▶ [What is expected]
Report each line of the records below that holds the word "every".
━━━
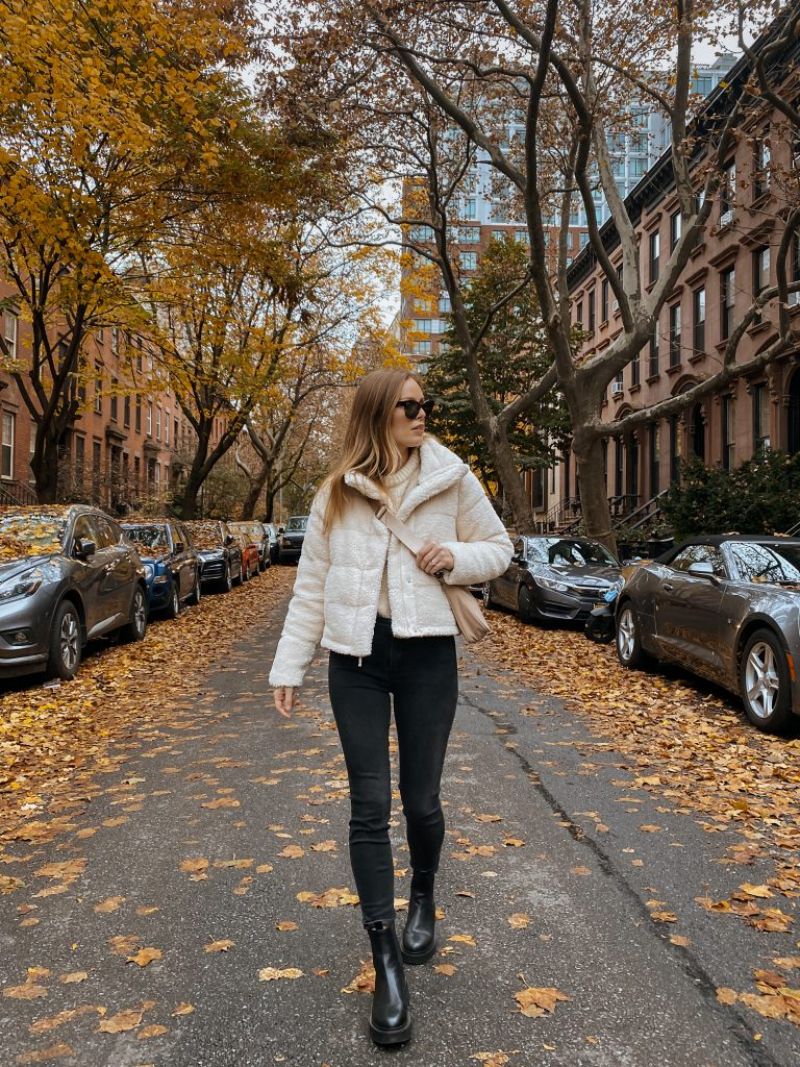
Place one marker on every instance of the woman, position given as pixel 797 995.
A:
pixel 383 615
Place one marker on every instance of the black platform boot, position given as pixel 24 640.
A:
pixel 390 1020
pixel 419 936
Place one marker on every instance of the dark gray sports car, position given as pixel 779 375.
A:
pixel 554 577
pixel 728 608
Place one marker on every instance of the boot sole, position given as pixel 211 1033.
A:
━━━
▶ [Answer box]
Place one marker on every instance of the woman, position given as pixel 797 995.
Place one marker on every instance of the black platform boot, position given as pixel 24 640.
Place one marker on every instance of the dark gray sports car, position given as pixel 779 375.
Place one marker on every instance of the boot sole, position given as pixel 211 1033.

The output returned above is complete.